Required action
Restate word for word the lines of the entries below, starting with the line that holds "box: [56, 342, 91, 364]" and ending with the line that holds "box: [210, 201, 225, 253]", and no others.

Stored items
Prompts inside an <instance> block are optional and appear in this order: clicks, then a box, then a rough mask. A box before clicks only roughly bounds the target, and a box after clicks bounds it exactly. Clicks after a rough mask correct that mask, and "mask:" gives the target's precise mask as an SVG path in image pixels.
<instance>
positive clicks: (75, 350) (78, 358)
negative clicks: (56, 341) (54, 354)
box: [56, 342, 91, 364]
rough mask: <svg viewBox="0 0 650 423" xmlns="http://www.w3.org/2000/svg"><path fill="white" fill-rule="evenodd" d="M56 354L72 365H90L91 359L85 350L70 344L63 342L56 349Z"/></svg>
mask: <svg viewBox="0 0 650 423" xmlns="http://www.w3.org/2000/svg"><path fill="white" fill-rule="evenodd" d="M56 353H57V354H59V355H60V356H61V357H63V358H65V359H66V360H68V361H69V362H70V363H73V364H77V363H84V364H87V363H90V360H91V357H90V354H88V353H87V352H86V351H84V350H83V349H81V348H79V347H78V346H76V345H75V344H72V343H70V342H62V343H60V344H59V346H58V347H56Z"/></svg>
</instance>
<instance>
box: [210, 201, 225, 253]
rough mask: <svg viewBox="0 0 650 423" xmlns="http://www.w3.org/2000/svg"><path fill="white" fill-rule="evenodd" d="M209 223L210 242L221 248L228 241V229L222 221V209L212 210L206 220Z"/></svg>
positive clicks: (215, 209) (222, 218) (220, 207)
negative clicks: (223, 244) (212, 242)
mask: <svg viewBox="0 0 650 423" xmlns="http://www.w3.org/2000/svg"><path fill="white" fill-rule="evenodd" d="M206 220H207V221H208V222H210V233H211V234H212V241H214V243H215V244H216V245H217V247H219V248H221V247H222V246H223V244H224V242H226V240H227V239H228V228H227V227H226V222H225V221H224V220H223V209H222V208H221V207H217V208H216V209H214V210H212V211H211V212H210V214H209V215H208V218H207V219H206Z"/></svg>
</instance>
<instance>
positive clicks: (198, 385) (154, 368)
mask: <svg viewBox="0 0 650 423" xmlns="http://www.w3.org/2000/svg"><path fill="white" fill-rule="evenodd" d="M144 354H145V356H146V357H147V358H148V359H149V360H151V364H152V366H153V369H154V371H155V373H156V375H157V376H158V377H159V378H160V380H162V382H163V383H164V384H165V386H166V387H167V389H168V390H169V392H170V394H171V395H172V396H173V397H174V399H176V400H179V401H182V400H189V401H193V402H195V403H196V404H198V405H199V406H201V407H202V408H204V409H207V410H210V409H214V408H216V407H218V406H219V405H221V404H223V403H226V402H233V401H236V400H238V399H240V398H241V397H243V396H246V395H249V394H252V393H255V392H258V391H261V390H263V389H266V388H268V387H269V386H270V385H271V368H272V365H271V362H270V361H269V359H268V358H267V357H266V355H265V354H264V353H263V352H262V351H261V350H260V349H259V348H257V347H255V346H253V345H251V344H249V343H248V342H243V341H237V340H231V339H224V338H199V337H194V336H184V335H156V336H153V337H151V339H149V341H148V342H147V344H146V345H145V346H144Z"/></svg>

Worked solution
box: [56, 342, 91, 364]
rough mask: <svg viewBox="0 0 650 423" xmlns="http://www.w3.org/2000/svg"><path fill="white" fill-rule="evenodd" d="M56 354L72 365H90L91 359L85 350L70 344L63 342L56 349Z"/></svg>
mask: <svg viewBox="0 0 650 423" xmlns="http://www.w3.org/2000/svg"><path fill="white" fill-rule="evenodd" d="M56 353H57V354H59V355H60V356H61V357H63V358H65V359H66V360H68V361H69V362H70V363H73V364H77V363H84V364H87V363H90V360H91V357H90V354H88V353H87V352H86V351H84V350H83V349H81V348H79V347H78V346H76V345H75V344H72V343H70V342H62V343H60V344H59V346H58V347H56Z"/></svg>
</instance>
<instance>
box: [210, 201, 225, 253]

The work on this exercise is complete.